=== Set problem ===
Exactly reproduce all the records, keeping pictures out of the copy.

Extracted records

* * *

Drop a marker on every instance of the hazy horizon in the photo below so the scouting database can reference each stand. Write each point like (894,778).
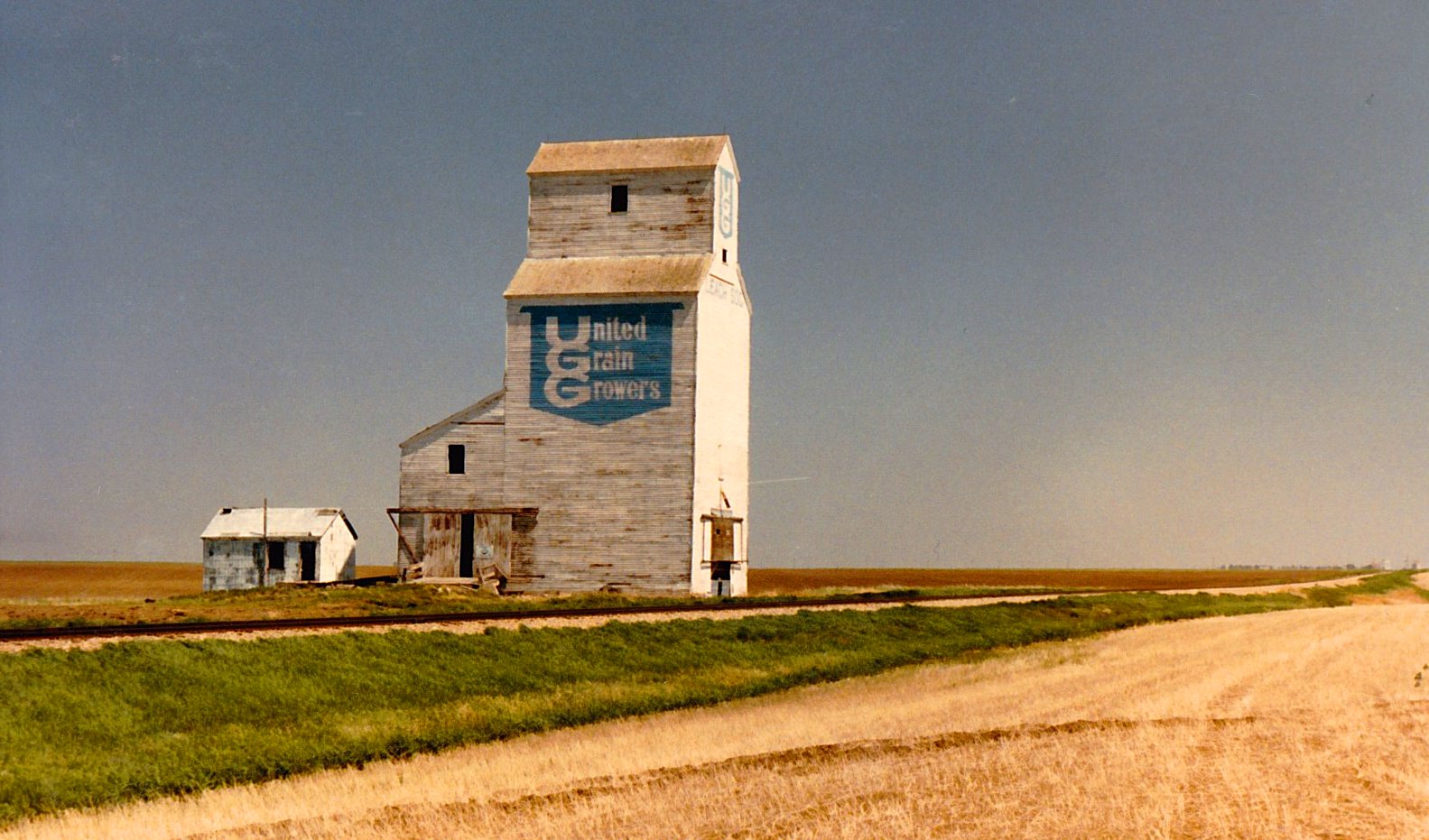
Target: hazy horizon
(1090,284)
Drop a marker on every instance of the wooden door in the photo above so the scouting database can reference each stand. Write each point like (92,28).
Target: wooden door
(441,540)
(492,543)
(722,540)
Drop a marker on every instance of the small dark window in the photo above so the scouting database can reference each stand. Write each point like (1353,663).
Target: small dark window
(276,556)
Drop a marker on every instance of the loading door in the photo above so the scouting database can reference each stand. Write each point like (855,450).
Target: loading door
(308,555)
(441,541)
(722,553)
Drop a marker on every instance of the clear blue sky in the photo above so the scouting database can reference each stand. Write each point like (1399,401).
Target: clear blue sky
(1035,284)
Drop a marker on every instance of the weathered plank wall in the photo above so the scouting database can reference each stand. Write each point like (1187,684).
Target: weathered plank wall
(426,483)
(720,419)
(229,565)
(615,499)
(671,213)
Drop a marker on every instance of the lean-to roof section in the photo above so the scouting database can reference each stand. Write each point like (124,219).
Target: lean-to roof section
(282,523)
(661,274)
(487,411)
(627,154)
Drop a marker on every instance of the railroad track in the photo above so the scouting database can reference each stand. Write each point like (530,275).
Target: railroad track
(316,623)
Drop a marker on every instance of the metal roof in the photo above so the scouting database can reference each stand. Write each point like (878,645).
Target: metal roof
(663,274)
(282,523)
(627,154)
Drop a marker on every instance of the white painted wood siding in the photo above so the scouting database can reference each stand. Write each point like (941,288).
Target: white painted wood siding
(424,479)
(720,419)
(671,213)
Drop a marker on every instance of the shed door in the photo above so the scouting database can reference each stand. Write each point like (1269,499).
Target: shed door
(722,540)
(308,553)
(441,545)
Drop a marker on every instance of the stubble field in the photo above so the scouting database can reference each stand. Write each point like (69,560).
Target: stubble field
(1306,723)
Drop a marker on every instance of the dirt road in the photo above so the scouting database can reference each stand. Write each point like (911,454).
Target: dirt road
(1288,725)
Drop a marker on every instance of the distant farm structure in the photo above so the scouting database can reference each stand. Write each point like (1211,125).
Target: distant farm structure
(617,456)
(247,548)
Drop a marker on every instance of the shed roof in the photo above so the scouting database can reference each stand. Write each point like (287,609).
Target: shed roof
(663,274)
(627,154)
(487,411)
(282,523)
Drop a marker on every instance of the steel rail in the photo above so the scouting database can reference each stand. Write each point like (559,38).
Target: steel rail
(325,622)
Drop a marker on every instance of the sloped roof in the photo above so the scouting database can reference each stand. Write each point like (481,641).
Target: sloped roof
(282,522)
(663,274)
(489,409)
(627,154)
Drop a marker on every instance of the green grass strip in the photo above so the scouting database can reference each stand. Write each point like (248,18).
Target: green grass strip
(144,719)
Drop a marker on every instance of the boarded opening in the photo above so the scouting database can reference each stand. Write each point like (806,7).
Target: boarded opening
(308,553)
(722,550)
(468,546)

* * *

=== Output of the task ===
Drop a marker on every instance of the hazy horizon in the photo below so the scouting database can reference each stand. Write each point like (894,778).
Target: hazy horizon
(1090,284)
Drop a marker on every instance of the wooden door in the photo above so the scouting database can reference each stand. Write each point like (92,28).
Target: wooden door
(441,540)
(492,543)
(722,540)
Drop a marker on every instance of the small dark window in the photo above so the scouting database can reference each stand. Write each point like (1353,663).
Target: small dark window
(276,556)
Drop a marker on every instance of the loading door in the photo above so the scouting database can reference each stand. Write each point like (855,450).
Target: loading door
(308,555)
(441,541)
(722,553)
Drop a marker on every instance of the clear blue sky in the photo above so the scouting database can reference each stand. Write each point like (1399,401).
Target: clear blue sky
(1035,284)
Drop a marker on every instance of the weathered plank wall in the photo above so the scouting database can reference each stand. Write each point like (1187,684).
Target: weathered plank wall
(426,483)
(720,419)
(229,565)
(615,499)
(671,213)
Drop a marker on every instance of the lean-to roof section in the photo above so the scouting database can reference each stand. Write each point like (124,219).
Target: lean-to roof section
(282,523)
(661,274)
(487,411)
(627,154)
Drop a marker on every instance of the railroad track in the photo above so the scouting database can reference each stand. Write each point like (530,275).
Target: railroad track
(316,623)
Drop a marker on every instance of the metal roof in the photo above so the scouting database can reference each stand. Write each point like (878,645).
Target: metal roof
(663,274)
(282,523)
(627,154)
Drop a marker on every instance of the white painted wood siding in the photo above so the scouting database can reference each stand. Write each point like (941,288).
Target: white painted wood siding
(424,479)
(720,419)
(671,213)
Drop a marker on every instance of the shed door in the photo above so the scouting database can reference each stand. Write each point like (1269,499).
Target: shed door
(722,540)
(308,553)
(441,545)
Drop a marker on every instance of the stubble field in the photo above so the scouting database can reference each stand. Write each point like (69,560).
Target: stubble field
(1306,723)
Drop a marker on every instance of the dirt road in the photo above so the scouting database can reference each stand. Write each point like (911,454).
Target: dirt road
(1288,725)
Drop a marker on every instance of the distant farm structure in the photo above so the scouting database can reference each stand. Write each point like (1211,125).
Target: distant farm structure
(617,456)
(247,548)
Drop a marker on every instance of the shed roof in the photo above so the scouting database can reference each stand. Write each point like (287,609).
Target: shed roof
(663,274)
(627,154)
(487,411)
(282,523)
Drop a marker on every instance of the steel rail in the photo above so the scouting database can reference each stand. Write each point like (559,38).
Target: steel rail
(325,622)
Drop a marker on every instance of the sloped roof in the photo above so the scouting database can reference each stand. Write each point like (481,641).
Target: sloped roof
(282,522)
(663,274)
(489,409)
(627,154)
Drop a marker on every instance of the green grass strip in the photo above so the scouting database can reference each stand. Write each point like (248,18).
Target: green grass strip
(144,719)
Drop a marker on every instance of the boarded opening in the photo above so the scouting database can reference each stand. Write each point like (806,7).
Target: boarded opening
(308,553)
(722,550)
(468,546)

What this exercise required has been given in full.